## start

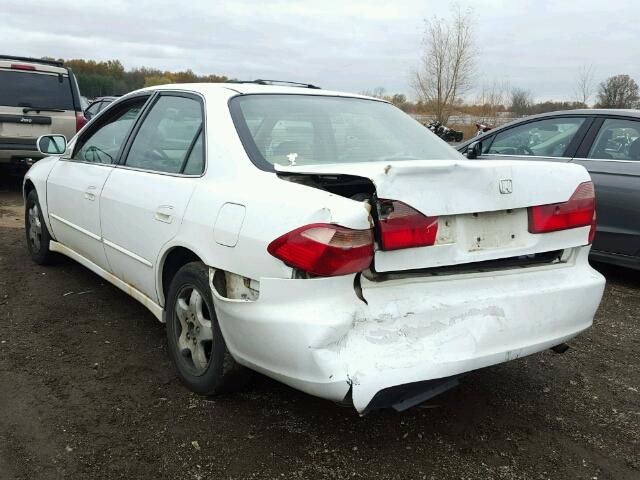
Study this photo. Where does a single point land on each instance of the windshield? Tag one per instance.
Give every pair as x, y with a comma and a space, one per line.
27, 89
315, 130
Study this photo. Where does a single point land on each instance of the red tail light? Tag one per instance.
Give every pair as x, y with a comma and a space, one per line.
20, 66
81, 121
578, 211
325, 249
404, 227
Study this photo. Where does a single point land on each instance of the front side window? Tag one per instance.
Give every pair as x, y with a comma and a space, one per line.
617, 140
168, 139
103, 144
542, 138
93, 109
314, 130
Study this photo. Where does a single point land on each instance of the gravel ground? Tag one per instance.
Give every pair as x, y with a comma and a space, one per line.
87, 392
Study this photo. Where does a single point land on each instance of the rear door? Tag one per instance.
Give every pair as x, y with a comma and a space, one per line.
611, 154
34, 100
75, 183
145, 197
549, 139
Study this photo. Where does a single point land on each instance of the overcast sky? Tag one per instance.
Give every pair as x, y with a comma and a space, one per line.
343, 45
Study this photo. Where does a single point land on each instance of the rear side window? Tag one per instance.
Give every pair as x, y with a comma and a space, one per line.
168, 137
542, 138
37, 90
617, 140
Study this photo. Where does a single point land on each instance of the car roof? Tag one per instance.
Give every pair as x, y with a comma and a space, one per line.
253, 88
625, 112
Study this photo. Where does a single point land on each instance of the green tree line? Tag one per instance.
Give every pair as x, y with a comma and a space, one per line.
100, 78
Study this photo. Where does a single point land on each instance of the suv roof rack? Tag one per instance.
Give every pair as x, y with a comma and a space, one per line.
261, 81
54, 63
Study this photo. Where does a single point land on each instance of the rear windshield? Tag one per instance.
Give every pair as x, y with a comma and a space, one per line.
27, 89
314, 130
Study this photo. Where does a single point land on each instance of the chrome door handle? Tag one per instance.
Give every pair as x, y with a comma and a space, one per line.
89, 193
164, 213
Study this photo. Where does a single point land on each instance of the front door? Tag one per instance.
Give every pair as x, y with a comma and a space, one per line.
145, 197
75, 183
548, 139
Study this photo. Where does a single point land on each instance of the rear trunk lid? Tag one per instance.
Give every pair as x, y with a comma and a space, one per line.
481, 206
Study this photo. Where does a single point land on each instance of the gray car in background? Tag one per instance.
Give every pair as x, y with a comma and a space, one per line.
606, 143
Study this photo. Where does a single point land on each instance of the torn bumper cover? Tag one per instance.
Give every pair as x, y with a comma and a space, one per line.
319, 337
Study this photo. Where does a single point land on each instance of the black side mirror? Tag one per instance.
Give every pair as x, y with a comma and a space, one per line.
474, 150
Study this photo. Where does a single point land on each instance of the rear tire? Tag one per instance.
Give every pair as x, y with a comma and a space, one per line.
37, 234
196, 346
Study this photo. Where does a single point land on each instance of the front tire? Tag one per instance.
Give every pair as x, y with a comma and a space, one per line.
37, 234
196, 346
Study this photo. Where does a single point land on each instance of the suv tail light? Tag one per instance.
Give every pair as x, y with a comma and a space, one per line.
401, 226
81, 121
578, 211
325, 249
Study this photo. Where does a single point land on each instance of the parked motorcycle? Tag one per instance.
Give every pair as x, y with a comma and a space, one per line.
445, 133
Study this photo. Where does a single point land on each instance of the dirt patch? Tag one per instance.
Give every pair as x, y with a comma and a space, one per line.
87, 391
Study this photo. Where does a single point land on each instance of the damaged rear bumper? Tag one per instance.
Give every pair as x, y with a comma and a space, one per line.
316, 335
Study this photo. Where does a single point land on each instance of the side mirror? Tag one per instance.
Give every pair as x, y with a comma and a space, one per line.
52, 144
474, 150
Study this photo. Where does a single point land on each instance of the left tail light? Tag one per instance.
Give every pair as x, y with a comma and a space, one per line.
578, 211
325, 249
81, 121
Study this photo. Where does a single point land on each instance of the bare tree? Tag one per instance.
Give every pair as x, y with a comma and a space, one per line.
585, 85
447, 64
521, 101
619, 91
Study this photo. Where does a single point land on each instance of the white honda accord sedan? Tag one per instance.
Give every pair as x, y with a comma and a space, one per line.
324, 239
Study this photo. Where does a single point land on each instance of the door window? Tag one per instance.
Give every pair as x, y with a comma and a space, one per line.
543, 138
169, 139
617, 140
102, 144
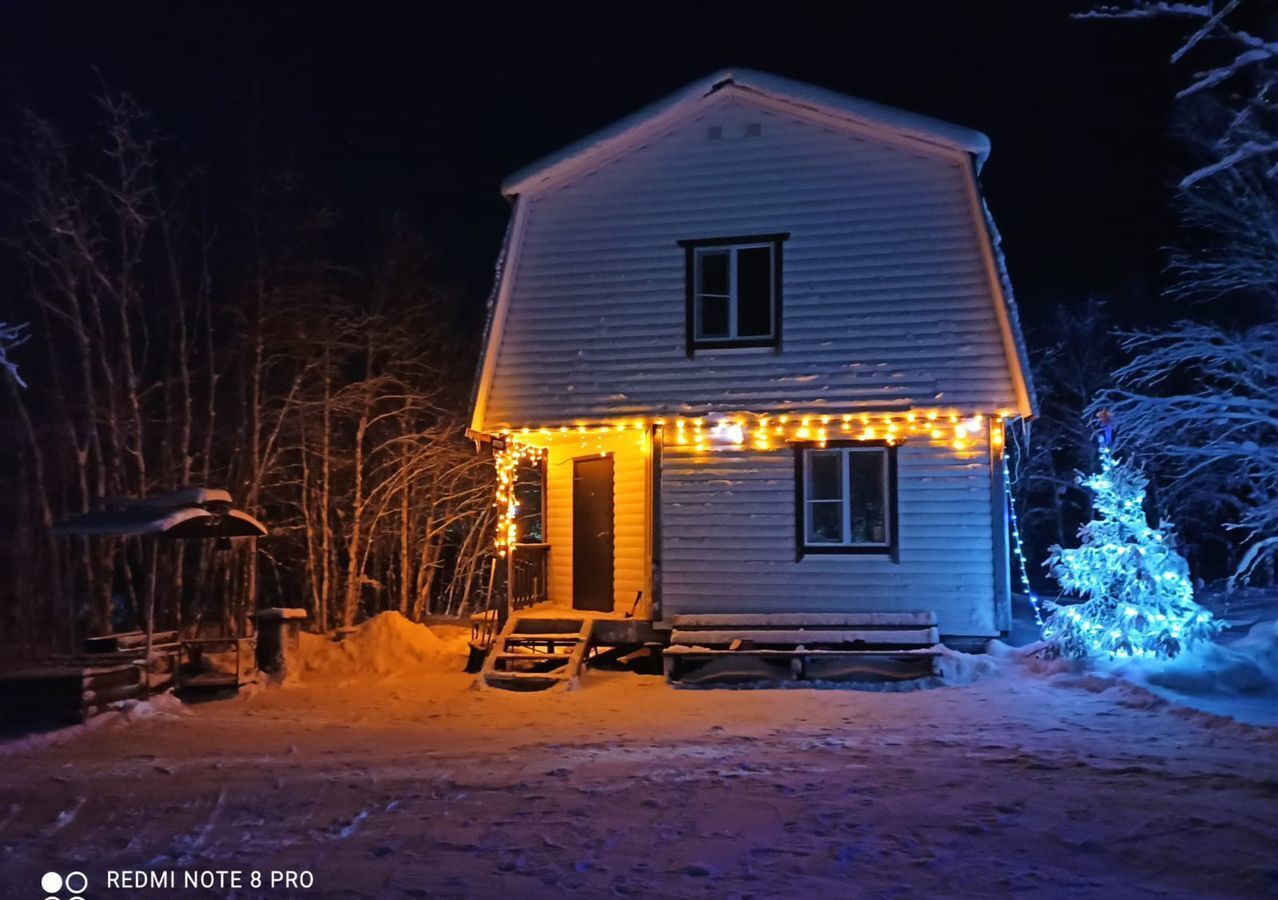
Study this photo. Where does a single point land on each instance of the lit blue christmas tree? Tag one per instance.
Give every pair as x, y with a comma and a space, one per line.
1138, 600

## end
## start

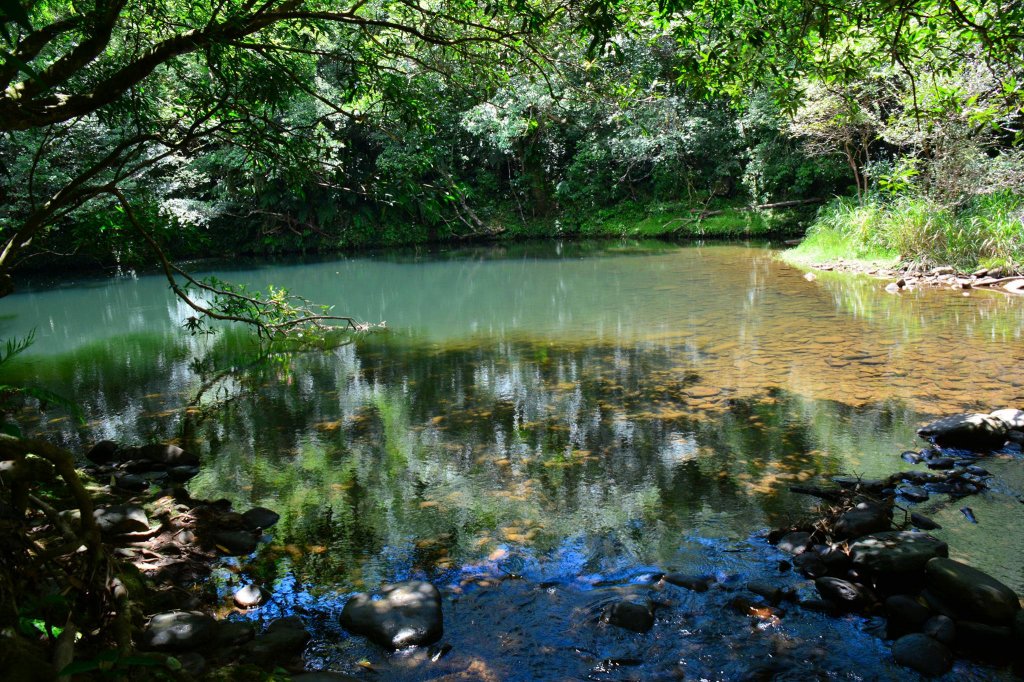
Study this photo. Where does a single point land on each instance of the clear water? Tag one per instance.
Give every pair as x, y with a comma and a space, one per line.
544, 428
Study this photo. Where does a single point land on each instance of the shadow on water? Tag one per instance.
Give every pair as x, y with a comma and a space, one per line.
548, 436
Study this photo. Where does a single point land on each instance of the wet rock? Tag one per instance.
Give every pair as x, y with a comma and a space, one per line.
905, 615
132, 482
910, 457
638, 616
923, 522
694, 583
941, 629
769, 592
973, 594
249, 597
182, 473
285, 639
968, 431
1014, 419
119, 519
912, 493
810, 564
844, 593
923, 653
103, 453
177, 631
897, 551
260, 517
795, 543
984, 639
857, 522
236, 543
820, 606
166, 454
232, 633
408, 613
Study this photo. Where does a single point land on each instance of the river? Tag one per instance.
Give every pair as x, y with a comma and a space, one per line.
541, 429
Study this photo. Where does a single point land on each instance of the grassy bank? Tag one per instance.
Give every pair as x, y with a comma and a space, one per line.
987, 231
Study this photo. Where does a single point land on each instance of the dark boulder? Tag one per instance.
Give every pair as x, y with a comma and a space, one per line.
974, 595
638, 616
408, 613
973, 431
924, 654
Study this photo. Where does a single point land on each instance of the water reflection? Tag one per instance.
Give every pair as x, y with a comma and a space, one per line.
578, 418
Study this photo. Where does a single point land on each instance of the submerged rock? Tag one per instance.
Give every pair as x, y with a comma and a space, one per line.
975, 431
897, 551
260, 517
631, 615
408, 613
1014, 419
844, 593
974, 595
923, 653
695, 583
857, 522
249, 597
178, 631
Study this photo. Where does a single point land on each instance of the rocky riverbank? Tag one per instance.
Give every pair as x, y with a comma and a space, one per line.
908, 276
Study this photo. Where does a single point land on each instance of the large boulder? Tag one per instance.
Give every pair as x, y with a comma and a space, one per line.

## end
## start

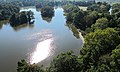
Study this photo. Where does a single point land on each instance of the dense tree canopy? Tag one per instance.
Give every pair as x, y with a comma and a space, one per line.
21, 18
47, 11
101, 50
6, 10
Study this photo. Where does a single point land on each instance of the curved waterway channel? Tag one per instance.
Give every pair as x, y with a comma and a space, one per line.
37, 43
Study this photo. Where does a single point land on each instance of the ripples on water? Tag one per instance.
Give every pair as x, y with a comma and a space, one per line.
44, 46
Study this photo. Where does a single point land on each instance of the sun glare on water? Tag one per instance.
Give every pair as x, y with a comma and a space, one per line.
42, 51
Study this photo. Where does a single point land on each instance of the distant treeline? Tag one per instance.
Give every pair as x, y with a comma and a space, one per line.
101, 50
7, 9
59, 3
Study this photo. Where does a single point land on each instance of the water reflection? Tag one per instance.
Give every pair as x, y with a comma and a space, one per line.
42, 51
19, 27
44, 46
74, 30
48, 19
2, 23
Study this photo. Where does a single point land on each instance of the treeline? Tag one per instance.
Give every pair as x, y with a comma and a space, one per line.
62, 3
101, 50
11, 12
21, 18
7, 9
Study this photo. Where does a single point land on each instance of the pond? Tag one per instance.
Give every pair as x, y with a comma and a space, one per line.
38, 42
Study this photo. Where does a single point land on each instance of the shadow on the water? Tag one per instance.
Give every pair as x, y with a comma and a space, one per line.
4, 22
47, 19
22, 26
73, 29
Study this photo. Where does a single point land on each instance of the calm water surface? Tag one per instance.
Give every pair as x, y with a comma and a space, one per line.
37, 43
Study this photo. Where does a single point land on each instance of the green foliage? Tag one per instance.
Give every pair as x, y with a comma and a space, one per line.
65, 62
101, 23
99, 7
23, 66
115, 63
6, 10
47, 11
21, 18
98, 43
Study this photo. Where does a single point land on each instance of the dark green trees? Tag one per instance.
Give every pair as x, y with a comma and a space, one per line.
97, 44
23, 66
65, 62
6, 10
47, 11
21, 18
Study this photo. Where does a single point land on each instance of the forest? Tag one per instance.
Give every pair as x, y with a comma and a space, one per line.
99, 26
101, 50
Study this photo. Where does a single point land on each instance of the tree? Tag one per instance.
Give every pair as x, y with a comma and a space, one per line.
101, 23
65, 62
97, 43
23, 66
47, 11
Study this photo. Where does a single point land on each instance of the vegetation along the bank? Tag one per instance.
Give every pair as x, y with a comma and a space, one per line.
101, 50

## end

> **THE TASK**
Copy out, in full, each line of the listing above that contains the string "light". Case counts when matching.

> **FINAL RESULT**
Study this photo. Where does a single point land on each instance of the red tail light? Tag one per instance.
Study this photo. Where does a single point land on each instance of the suv tail light? Tag one per instance.
Study this photo. Where does a single point land on each instance of the left tail light? Tag one per instance.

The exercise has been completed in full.